[TASK DIRECTIONS]:
Retype, word for word, each line between the lines holding "the man in this" and "Wildlife-count tagging: point out every instance of the finger", inclusive, and leave the rest of the data alone.

Segment Start: EXTRACTED DATA

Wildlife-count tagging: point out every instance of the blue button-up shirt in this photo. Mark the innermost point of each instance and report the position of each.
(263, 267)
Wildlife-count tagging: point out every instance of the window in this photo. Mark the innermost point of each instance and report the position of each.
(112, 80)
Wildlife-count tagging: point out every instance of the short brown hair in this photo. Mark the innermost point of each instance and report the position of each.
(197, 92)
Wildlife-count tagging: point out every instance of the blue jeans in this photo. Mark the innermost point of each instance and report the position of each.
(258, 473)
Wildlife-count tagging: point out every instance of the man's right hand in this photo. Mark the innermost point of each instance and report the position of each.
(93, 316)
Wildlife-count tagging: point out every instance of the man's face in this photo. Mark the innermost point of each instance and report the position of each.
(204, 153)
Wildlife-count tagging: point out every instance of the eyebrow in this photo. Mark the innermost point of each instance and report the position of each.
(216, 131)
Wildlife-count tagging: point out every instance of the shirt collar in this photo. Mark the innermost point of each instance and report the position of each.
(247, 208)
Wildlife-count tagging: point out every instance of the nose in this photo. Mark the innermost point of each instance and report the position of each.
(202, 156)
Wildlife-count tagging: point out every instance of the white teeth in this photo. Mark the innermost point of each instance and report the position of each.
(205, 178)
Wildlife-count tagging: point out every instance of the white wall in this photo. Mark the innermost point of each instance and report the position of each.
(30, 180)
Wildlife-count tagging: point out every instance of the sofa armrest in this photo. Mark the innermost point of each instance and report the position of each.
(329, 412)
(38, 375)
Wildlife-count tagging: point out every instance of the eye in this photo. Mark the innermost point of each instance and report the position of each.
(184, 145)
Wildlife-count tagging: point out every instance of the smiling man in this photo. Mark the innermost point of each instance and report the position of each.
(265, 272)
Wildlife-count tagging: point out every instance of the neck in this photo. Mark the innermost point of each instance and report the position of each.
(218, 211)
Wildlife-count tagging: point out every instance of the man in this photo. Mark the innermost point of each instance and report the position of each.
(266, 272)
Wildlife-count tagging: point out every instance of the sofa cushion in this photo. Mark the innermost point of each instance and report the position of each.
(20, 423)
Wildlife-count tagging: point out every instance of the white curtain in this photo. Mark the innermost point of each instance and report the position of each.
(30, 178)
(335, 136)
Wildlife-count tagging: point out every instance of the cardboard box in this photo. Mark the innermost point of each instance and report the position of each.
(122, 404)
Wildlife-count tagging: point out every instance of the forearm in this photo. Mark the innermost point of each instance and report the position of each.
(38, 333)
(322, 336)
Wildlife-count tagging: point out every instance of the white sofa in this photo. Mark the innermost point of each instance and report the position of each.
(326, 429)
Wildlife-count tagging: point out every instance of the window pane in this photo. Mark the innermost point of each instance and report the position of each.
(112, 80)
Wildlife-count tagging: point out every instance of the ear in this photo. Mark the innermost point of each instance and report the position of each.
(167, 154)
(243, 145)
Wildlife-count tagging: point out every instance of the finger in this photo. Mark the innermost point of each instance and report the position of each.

Segment End: EXTRACTED DATA
Segment Start: EXTRACTED DATA

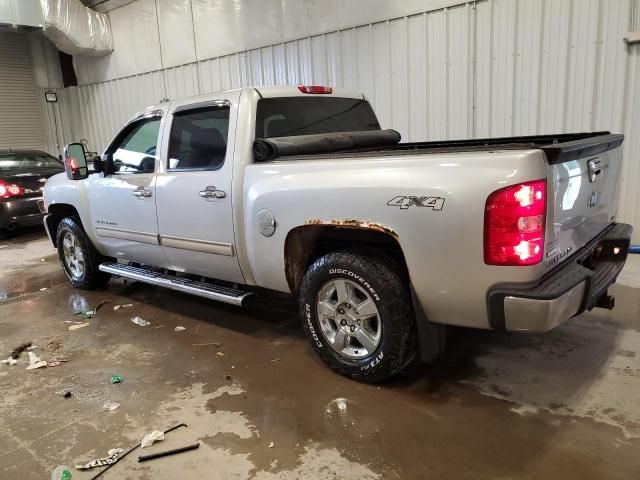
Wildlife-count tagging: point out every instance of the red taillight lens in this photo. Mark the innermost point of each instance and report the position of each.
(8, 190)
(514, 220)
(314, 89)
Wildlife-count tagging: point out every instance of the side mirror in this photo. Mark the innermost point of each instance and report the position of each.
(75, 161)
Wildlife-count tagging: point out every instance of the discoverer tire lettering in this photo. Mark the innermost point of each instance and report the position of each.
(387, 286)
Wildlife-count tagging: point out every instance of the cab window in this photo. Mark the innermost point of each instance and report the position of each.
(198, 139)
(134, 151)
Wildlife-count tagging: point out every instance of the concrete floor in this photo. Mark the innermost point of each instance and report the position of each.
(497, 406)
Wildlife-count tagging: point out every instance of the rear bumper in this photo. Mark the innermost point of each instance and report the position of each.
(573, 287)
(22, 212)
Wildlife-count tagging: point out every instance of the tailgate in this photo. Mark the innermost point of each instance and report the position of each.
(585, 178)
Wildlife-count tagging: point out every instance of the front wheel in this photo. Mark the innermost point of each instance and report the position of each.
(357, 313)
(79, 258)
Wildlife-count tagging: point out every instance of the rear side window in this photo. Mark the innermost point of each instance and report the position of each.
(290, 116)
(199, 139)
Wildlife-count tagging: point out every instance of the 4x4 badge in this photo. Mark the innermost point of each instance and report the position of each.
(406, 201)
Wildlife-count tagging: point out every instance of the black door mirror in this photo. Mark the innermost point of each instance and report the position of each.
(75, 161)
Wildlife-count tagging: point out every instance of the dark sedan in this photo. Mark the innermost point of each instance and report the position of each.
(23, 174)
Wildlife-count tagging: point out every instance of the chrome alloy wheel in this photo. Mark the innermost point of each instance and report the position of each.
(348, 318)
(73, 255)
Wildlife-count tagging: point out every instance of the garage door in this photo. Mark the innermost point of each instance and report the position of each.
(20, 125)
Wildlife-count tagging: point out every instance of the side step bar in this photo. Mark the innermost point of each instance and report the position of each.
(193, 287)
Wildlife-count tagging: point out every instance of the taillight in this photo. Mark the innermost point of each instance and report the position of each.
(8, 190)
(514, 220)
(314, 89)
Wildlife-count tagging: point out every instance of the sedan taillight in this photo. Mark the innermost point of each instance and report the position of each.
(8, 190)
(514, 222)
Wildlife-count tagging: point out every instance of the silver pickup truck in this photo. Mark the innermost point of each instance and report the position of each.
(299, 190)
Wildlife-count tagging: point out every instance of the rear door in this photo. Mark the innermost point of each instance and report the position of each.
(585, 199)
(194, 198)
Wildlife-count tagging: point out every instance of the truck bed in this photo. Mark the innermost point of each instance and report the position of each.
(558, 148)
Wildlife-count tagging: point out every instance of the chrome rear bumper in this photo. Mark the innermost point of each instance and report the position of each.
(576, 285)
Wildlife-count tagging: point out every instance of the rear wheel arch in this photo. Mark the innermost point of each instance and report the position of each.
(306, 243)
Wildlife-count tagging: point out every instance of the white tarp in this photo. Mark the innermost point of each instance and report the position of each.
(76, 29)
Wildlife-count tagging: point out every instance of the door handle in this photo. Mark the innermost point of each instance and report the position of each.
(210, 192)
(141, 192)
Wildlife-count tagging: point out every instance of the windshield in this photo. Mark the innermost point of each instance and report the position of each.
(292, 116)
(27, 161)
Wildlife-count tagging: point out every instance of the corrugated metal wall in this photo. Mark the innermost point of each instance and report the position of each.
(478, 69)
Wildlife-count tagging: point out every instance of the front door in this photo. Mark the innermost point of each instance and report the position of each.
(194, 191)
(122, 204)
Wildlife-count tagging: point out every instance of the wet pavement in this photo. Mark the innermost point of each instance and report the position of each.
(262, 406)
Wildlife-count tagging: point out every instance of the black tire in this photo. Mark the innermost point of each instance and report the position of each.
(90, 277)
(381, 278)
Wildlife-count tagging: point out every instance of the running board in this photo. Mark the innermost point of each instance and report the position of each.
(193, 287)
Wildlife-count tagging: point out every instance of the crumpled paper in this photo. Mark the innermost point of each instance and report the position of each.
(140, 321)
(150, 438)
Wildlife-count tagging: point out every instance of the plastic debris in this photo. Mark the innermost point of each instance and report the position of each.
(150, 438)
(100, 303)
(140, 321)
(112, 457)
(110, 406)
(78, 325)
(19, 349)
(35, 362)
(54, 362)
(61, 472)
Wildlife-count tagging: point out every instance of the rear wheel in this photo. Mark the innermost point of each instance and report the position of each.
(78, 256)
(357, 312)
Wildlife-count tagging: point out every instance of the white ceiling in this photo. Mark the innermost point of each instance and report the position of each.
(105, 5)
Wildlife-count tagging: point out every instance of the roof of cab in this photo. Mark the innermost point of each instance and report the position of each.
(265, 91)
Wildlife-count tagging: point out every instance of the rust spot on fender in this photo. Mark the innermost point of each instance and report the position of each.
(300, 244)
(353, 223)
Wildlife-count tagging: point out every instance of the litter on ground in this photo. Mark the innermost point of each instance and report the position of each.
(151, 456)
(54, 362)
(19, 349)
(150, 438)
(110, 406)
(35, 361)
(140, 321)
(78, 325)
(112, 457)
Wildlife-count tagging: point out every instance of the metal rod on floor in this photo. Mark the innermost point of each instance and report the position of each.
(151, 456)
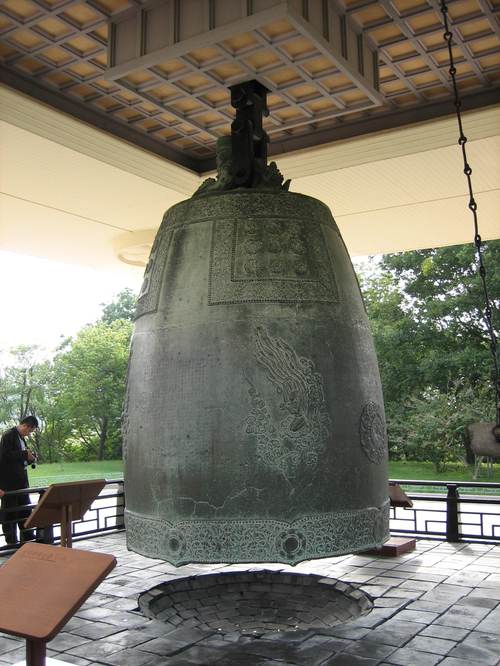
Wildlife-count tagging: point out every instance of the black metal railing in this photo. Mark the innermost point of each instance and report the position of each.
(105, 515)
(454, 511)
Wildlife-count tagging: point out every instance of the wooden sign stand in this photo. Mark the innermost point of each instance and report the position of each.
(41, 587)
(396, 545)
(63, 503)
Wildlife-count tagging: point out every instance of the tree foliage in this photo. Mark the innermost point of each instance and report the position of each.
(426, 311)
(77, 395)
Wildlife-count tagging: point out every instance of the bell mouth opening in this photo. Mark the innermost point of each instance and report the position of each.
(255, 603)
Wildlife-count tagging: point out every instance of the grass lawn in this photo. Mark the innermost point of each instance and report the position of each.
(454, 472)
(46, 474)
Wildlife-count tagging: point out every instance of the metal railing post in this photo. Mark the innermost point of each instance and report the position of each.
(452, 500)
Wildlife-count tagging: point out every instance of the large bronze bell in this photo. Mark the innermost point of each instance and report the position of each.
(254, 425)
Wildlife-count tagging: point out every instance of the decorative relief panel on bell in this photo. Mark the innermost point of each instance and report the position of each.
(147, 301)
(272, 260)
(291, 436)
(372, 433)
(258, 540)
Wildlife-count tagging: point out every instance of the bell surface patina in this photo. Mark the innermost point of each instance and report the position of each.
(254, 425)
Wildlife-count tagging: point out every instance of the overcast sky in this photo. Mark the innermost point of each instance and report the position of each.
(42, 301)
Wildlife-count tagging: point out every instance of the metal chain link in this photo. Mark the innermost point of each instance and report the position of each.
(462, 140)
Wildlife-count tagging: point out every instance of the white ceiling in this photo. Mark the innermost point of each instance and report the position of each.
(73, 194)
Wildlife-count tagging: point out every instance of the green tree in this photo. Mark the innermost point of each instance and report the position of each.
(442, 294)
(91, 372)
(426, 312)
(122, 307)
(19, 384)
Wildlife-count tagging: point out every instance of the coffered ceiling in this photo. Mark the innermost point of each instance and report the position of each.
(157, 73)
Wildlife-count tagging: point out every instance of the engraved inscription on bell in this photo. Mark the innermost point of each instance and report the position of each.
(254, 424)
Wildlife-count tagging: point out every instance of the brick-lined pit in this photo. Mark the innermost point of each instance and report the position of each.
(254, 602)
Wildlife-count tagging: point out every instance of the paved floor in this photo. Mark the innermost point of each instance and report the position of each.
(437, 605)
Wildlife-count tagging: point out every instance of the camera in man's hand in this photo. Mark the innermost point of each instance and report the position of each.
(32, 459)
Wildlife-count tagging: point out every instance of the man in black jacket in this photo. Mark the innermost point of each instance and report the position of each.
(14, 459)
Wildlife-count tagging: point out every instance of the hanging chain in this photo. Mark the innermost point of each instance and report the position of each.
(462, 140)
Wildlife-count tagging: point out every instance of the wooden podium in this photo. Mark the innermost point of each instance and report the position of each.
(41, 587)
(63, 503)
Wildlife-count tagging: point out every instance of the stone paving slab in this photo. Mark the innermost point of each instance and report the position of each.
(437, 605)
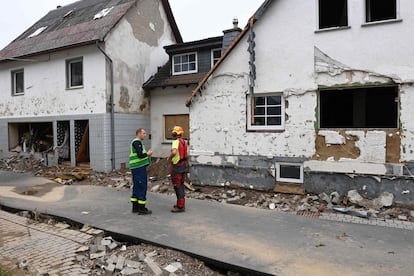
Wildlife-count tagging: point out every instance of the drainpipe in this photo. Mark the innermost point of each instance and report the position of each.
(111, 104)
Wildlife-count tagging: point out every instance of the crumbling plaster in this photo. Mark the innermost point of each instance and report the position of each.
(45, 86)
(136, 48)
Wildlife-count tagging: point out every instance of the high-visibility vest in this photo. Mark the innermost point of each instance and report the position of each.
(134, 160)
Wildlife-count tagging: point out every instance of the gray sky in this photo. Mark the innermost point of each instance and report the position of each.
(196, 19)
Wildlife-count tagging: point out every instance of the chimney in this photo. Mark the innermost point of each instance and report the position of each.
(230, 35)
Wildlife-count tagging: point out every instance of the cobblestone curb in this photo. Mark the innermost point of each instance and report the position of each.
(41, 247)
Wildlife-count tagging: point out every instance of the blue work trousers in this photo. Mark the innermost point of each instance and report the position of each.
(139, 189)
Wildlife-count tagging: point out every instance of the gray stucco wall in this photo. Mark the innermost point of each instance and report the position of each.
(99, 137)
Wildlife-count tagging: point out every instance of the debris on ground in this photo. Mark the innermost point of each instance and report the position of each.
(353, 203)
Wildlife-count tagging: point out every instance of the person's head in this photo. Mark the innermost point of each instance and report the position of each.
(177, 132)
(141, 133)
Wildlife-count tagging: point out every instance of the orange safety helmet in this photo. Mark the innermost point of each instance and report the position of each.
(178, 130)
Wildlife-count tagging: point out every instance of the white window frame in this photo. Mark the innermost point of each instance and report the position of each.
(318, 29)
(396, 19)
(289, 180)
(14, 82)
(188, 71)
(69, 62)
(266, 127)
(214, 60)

Segment End: EXTRACTED DATA
Segment Start: EXTRACTED DATA

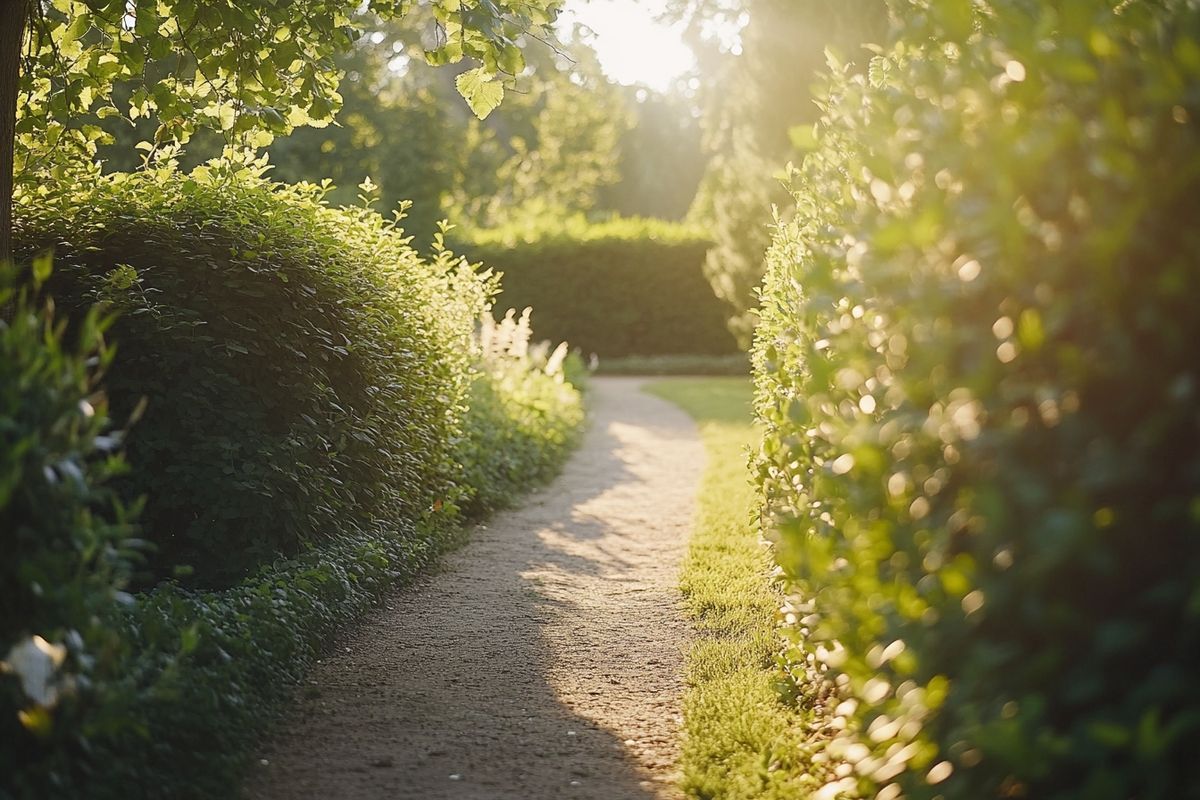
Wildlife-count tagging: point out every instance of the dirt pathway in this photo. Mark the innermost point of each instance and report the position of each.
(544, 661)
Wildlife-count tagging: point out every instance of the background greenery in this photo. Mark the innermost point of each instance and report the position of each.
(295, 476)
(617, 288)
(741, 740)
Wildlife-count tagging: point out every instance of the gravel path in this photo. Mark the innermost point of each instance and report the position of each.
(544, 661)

Segment End: EXTRACTED DATA

[RESULT]:
Wildlife-count tagging: point out every instance of the man in this photo. Mark the innermost point of each instance and report the position of each.
(266, 272)
Wildlife-count tagging: point out every instance of the sofa cushion in this photo. Mark the innermost point of each instance and report the position of each.
(20, 423)
Wildlife-count tagging: point out every instance of the white curtain in this photo. Mark the innermost point of each instance and report the position of each.
(30, 178)
(335, 136)
Wildlife-count tagging: point out every instance of the cardboard box in this photo. Mark the innermost point of each instance and report the position of each.
(122, 404)
Wildlife-count tagging: point out every instance of the forearm in this photo. Mark the innermost point of each instance and report the position of each.
(38, 333)
(322, 336)
Wildlife-count tagging: point out every instance of the white sofa in this photo. Mark the innermost point of each instance and report the position of each.
(326, 429)
Wildlife-count tagging: point out every instance of the window pane in this photo. Mark the innermost point of each instance and report the position of each.
(112, 80)
Wildlife-count tagging: point out every instance of the ear in this photo. Mark the innermost point of each instance and report the position of each.
(167, 154)
(243, 145)
Wildlife-count tagging: point out every instance of the finger in this photo. Mark the innermost point of each instance and report the position of each.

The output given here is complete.